Segment Start: Provided records
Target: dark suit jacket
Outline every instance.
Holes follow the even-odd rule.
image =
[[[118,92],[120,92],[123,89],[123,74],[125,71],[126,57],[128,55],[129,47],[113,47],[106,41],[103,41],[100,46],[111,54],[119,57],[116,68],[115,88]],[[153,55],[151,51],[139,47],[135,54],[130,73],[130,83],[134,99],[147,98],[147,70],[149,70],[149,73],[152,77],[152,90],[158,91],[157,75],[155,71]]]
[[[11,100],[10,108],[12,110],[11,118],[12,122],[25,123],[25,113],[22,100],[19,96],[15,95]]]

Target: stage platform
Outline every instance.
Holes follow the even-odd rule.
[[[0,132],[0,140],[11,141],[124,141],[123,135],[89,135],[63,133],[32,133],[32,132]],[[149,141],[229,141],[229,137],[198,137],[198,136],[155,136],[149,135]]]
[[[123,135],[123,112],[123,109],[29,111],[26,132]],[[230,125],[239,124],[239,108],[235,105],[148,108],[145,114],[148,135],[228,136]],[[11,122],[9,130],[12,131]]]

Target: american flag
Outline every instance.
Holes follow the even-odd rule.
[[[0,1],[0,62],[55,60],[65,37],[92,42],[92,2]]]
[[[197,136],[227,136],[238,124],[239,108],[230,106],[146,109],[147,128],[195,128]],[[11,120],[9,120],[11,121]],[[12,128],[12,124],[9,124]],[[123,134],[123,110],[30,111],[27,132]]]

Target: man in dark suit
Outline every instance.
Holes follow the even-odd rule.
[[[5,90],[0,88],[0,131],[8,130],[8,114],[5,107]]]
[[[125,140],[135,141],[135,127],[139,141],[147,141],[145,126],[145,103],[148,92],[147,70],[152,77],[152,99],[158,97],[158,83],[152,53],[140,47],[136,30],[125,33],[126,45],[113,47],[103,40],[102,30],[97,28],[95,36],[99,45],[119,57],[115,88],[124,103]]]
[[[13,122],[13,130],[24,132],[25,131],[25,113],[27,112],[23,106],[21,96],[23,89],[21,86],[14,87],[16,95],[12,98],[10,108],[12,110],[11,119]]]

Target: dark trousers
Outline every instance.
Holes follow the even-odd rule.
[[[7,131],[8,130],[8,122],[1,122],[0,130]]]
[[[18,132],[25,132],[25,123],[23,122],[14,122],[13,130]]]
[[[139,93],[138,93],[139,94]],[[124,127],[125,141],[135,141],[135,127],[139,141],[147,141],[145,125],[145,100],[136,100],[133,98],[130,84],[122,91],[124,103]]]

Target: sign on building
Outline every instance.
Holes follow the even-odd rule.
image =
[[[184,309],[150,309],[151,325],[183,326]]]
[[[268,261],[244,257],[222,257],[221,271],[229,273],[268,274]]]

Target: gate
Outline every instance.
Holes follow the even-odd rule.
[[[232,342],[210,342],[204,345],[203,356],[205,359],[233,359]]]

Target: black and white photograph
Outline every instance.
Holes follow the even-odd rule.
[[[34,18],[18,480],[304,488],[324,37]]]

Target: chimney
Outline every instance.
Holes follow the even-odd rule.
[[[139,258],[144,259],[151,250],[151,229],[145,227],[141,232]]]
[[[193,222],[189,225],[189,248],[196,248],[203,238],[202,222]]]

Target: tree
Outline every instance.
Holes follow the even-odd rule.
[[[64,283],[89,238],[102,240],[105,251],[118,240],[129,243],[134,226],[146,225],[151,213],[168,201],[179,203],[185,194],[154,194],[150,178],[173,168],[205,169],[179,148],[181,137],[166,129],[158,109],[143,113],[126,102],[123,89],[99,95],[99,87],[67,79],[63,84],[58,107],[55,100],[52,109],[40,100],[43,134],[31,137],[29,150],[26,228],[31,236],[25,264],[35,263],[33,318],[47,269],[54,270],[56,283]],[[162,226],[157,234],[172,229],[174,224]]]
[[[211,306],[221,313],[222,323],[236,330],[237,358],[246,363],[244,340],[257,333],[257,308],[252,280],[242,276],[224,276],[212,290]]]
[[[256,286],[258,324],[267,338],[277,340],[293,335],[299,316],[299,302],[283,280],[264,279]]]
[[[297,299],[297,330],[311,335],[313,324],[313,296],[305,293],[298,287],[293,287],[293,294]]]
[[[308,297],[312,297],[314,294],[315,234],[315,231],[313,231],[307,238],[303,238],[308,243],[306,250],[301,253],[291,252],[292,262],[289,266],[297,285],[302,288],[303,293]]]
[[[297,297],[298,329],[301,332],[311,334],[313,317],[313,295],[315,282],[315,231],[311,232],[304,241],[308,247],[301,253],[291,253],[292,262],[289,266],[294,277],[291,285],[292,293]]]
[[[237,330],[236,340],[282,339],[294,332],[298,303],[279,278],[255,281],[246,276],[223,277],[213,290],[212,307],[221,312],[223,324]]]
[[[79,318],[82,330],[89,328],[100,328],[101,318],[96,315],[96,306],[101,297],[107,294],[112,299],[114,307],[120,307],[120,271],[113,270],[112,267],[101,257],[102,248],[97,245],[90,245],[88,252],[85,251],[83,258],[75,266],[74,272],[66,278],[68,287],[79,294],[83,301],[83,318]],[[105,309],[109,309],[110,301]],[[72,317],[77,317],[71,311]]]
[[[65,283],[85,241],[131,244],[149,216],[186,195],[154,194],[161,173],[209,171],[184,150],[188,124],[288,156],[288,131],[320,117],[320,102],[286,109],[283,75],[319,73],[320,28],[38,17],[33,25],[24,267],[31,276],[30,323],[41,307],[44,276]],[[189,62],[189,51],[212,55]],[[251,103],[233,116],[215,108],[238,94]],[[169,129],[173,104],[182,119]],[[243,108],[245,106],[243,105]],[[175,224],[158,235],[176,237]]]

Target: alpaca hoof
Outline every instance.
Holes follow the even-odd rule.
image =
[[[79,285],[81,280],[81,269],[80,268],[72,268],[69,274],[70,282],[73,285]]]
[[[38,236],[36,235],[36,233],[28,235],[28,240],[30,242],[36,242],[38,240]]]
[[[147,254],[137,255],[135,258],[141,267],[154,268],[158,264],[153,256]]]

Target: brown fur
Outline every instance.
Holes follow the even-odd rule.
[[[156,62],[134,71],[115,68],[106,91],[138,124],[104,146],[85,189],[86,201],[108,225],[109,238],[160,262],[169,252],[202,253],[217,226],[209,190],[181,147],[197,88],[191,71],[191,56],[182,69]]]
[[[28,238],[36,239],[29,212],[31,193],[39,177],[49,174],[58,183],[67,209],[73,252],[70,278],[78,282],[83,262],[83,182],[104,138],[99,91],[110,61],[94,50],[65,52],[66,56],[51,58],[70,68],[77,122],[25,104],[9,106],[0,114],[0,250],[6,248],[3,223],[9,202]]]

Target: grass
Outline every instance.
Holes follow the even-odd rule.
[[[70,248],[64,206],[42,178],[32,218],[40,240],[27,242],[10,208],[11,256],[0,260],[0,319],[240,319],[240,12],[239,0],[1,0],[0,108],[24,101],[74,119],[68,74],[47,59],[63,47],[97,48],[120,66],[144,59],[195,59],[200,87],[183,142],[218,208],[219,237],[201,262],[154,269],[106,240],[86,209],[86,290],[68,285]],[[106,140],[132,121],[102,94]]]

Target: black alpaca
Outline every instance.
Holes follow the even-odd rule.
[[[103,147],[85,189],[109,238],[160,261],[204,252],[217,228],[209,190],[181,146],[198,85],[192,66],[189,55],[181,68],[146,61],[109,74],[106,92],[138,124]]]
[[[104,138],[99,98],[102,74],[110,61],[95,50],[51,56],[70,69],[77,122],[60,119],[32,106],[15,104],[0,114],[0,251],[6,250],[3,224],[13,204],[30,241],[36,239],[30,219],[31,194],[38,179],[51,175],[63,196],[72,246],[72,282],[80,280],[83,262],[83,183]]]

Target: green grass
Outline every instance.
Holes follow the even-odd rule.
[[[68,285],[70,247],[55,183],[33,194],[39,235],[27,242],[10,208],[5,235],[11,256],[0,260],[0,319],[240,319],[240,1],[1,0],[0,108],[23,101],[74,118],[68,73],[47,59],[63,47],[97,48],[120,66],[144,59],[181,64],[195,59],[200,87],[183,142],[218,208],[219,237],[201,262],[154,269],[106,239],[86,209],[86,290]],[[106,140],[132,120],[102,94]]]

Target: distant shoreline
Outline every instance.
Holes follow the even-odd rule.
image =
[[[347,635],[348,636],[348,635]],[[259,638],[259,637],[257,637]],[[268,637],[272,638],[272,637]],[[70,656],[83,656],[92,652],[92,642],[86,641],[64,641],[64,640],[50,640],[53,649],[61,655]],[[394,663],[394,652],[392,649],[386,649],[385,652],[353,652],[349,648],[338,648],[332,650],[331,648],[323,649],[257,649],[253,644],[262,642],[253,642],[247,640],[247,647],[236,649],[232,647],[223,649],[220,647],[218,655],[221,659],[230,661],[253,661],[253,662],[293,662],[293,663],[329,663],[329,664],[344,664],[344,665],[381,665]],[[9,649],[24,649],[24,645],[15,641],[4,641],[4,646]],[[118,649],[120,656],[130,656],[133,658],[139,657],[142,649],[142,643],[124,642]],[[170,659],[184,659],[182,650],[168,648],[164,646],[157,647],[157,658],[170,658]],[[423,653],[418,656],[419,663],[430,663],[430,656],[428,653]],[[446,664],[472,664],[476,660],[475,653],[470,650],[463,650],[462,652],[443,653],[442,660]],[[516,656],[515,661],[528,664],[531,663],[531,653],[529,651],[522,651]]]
Segment End: Provided records
Task to complete
Would you copy each line of the records that contains "black"?

Solution to this exercise
Target: black and white photograph
Target: black alpaca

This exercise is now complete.